(Records from a collection)
_ _ _

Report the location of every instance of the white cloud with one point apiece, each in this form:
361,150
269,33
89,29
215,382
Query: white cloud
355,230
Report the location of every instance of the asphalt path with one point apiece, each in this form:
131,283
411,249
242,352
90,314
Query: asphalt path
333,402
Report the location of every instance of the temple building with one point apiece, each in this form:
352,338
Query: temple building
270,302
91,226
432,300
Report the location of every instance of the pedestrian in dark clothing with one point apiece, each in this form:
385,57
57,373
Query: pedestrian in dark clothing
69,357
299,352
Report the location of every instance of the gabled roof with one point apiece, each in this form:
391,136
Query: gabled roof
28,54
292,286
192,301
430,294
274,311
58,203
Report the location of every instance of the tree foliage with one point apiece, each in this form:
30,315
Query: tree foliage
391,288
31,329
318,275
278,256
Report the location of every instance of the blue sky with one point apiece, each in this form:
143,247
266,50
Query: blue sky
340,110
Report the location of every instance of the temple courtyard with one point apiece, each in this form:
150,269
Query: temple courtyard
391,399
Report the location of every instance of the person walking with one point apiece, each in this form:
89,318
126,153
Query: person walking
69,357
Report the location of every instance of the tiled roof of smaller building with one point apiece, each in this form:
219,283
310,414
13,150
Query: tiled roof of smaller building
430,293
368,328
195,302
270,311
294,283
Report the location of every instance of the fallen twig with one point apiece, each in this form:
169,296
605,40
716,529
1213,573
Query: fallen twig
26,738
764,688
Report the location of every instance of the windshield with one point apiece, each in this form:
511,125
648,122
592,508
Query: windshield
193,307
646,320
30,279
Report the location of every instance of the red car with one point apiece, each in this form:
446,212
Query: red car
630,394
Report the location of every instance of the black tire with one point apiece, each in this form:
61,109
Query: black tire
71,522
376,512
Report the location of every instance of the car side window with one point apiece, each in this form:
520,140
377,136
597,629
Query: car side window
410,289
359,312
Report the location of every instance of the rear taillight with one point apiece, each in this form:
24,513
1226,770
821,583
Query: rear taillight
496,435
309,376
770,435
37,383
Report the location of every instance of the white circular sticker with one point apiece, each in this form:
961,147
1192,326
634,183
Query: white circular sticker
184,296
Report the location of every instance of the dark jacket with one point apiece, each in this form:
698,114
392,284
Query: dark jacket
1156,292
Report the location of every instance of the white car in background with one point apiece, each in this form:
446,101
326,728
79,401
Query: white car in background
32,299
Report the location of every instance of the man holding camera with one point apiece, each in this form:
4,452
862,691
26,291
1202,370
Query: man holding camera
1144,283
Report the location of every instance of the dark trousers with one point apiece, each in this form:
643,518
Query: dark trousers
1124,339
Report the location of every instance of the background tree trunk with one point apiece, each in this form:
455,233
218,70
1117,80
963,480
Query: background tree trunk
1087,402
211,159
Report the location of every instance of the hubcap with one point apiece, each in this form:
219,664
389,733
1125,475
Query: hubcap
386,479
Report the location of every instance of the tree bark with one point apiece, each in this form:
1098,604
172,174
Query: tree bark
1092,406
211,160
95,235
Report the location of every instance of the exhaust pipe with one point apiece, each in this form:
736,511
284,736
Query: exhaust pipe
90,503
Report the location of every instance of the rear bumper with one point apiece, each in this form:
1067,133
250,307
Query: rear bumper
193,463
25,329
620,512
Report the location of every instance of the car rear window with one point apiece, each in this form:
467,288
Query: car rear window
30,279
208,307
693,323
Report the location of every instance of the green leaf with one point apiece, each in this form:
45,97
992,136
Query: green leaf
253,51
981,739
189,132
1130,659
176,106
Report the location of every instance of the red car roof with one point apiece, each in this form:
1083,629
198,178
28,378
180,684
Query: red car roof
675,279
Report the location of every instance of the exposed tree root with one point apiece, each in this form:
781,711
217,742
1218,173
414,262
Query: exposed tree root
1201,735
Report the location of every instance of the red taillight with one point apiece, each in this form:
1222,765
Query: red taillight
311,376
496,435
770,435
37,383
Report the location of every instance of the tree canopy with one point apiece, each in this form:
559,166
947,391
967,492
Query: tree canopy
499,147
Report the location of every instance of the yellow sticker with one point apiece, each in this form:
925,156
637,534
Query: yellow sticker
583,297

_ _ _

About this task = From the records above, extract every entry verbatim.

Completed task =
Report the location of every instance of the white cloud with one point apiece, each in this form:
361,150
269,33
89,29
215,382
Query: white cloud
355,230
Report the location of every instance of the asphalt path with one point apiece, each in this form:
131,283
411,249
242,352
90,314
Query: asphalt path
333,402
Report the location of every instance of the temple building with one point apiece, each in this form:
352,338
Query: temple building
270,302
91,226
432,300
Report the location of every instance of the pedestrian in dark clothing with one point apiece, each in this form:
385,57
57,373
Query: pedestrian in dark clothing
69,357
299,352
Report the location of every instance of the gabled roof with one point apiece, each in this form:
391,136
Query: gabled roof
28,54
292,286
192,301
430,294
274,311
58,203
Report the location of every instance of the tree foliage with one point apiece, each in this form:
30,315
Query: tree foliage
391,288
31,329
318,275
278,256
Report the location of every instance of the blue sky with one point apiece, each in this form:
143,247
266,50
Query: blue sky
340,110
Report the location of every instance of the temple courtyard with one point apiece, each in this form:
150,269
Query: temple courtyard
391,399
Report the location of every instance of the person walking with one point apiece, each in this form:
89,318
126,153
Query: person walking
69,357
Report the location of every instance of the tiled roof of smaller building with one point apiece, each in this form:
219,283
310,414
13,150
Query: tiled roof of smaller building
430,293
368,328
195,302
270,311
294,283
Report the location of every instance of the fallen twig with one point apiece, each in this form:
169,296
605,40
716,529
1213,573
Query: fallen twig
26,738
764,688
Report the location of every instance of the windshield with one point apiece, each in this form:
511,125
648,122
592,508
Query: windshield
193,307
646,320
30,279
Report the location of every instance of the red car with one point apiece, each in this form:
446,212
Query: red car
630,394
Report the location of every instance of the black tire with one point apiece, each in this form:
61,109
Query: black tire
71,522
376,512
Report the location of every instance of the car side window with one point apiece, each in this form:
520,140
377,136
597,629
Query: car side window
410,289
359,312
Report the location of every instance of the rear taillight with one point apiece, each in this form:
24,513
1226,770
821,583
Query: rear taillight
496,435
309,376
770,435
37,383
Report the location of every instance of the white circular sticker with one point apiece, each in this form:
961,147
1192,326
634,183
Query: white circular sticker
184,296
Report the location of every instance of the dark jacket with one point apiece, each in this form:
698,114
392,284
Query: dark jacket
1156,292
Report the location of every instance of the white car in background with one point apiece, each in this form:
446,101
326,728
79,401
Query: white car in background
32,299
Report the location of every instance of the man holding camera with one point apiece, each in this form:
4,452
862,691
26,291
1202,370
Query: man holding camera
1144,283
Report the location of every instance of the dark trousers with one point apiece, each in this form:
643,518
Query: dark trousers
1124,339
Report the location of every instance of the background tree trunk with one point apiece, each in this form:
455,233
218,70
1117,80
963,480
Query: background tree trunk
1087,402
211,159
Report the location of every instance of the hubcap with one point apiece, each in this form:
219,664
389,733
1125,475
Query: hubcap
386,479
Report the location of every instance of the tree bark with one point apiece, each in this form:
1098,604
172,174
Query: tree bark
1092,406
211,160
95,235
Report the location of every instance of the exhaust pipe with one point apiece, each in this form:
736,511
284,736
Query: exhaust pipe
90,503
Report the location of every instance of the rear bumper with one point apiece, each in this form:
1067,133
250,307
Query: rear bumper
193,463
25,329
620,512
Report the location of every instance of the car rear window with one point apiece, each in this form:
467,288
Query: car rear window
30,279
208,307
693,323
Report the location of every instance of the green leaf with one point apiece, each in this form:
45,97
992,136
Query: green leaf
253,51
981,739
189,132
1130,659
176,106
Report the location of every instance of the red car roof with one point apiece, each in this form:
1083,629
198,178
28,378
180,684
Query: red car roof
675,279
Report the location of every instance of the exposed tree root with one point apiece, each in this form:
781,711
217,742
1218,173
414,262
Query: exposed tree root
1201,735
Report the location of every instance of the red taillight with one point apiece, each in this form:
1222,765
Query: red taillight
311,376
496,435
770,435
37,383
Report the location of every instance of the tree canopy with one point apiece, each in this form:
559,166
947,391
967,492
Query: tree canopy
499,147
Report the location of every instance of the yellow sticker with one point apiece, each in this form:
925,156
637,534
Query: yellow sticker
583,297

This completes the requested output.